Object pointing dataset rows
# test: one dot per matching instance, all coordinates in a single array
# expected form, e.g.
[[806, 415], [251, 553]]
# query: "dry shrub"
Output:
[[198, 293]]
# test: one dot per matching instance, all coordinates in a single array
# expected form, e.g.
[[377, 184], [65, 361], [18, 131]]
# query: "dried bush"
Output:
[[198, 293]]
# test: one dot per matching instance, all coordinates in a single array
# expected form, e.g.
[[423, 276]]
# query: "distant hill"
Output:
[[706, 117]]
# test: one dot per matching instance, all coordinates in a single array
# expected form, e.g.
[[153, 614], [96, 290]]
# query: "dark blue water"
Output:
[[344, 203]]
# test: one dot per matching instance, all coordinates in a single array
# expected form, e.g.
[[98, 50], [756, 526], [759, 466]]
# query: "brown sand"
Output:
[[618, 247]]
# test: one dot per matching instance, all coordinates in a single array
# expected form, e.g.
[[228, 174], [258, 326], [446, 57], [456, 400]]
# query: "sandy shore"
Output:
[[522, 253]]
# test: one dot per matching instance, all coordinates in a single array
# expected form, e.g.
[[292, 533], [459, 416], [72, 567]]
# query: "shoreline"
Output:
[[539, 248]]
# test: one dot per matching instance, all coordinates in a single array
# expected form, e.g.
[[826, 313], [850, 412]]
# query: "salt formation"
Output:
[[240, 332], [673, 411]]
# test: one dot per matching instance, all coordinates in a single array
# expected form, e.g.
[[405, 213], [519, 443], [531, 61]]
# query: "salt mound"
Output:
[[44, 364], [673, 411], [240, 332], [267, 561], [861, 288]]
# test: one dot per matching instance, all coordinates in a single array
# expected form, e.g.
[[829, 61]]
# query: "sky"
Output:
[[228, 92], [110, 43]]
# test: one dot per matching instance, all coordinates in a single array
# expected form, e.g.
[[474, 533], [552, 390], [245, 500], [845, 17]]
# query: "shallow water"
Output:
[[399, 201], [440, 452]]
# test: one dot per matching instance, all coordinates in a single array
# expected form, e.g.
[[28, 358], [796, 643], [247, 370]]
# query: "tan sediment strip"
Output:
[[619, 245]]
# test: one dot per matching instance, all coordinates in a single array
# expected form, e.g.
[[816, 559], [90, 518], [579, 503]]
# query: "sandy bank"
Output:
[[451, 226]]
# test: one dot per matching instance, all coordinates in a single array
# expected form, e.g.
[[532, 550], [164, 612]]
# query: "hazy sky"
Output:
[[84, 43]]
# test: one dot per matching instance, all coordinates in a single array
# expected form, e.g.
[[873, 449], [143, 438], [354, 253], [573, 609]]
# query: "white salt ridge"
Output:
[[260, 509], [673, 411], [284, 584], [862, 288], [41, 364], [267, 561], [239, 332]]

Requirement:
Can you rewrite all of the data above, substituting "Result" for every "Output" and leaving everything else unchanged?

Response to the task:
# test: one dot per matching instance, all coordinates in a single array
# expected form, e.g.
[[806, 415], [251, 553]]
# query: "dry shrub"
Result:
[[198, 293]]
# test: one dot per matching instance, all coordinates in a single array
# expected form, e.g.
[[377, 184], [65, 361], [18, 131]]
# query: "dried bush"
Result:
[[198, 293]]
# test: one dot per matching instance, all coordinates in a single array
# expected form, e.g.
[[423, 276]]
# query: "distant hill"
Result:
[[706, 117]]
# test: one dot per matching instance, all coordinates in a single array
# expected form, e.g.
[[153, 614], [96, 290]]
# query: "dark blue water"
Result:
[[344, 203]]
# test: one dot per matching instance, all coordinates in a single array
# expected form, e.g.
[[98, 50], [756, 526], [759, 466]]
# query: "brown sand"
Result:
[[618, 247]]
# test: one dot per matching instance, all coordinates in a single array
# expected form, e.g.
[[228, 174], [258, 326], [446, 57], [456, 400]]
# query: "sandy shore"
Result:
[[522, 253]]
# test: one dot per matching instance, all coordinates in a single array
# expected form, e.g.
[[292, 533], [459, 416], [72, 567]]
# query: "shoreline"
Result:
[[539, 248]]
# test: one dot per matching instance, all coordinates in a single array
# expected form, e.g.
[[826, 313], [850, 412]]
# query: "salt formation"
Result:
[[240, 332], [673, 411]]
# test: one dot per matching instance, all coordinates in a single array
# expected form, e.g.
[[405, 213], [519, 443], [531, 61]]
# query: "salt mound"
Result:
[[44, 364], [673, 411], [240, 332], [267, 561], [861, 288]]
# test: one dot per matching instance, all coordinates in a single array
# expected form, e.g.
[[829, 61]]
# query: "sky"
Result:
[[228, 92], [110, 43]]
# test: one dot per matching instance, all coordinates in a single array
# expected form, e.g.
[[474, 533], [552, 390], [245, 500], [845, 17]]
# query: "shallow water"
Result:
[[399, 201], [440, 452]]
# test: one dot per matching instance, all coordinates in a single array
# expected form, e.g.
[[28, 358], [796, 643], [247, 370]]
# query: "tan sediment strip"
Result:
[[619, 245]]
# test: one dot per matching instance, all coordinates in a single array
# expected form, e.g.
[[816, 559], [90, 518], [579, 503]]
# query: "sandy bank"
Result:
[[451, 226]]
# test: one dot per matching instance, all coordinates in a single array
# expected form, e.g.
[[532, 550], [164, 612]]
# query: "hazy sky"
Result:
[[84, 43]]
# test: one dot per matching instance, all coordinates in a single array
# expected form, e.g.
[[873, 449], [143, 438], [354, 253], [573, 609]]
# query: "white salt ridge"
Result:
[[260, 509], [673, 411], [284, 584], [862, 288], [41, 364], [267, 561], [239, 332]]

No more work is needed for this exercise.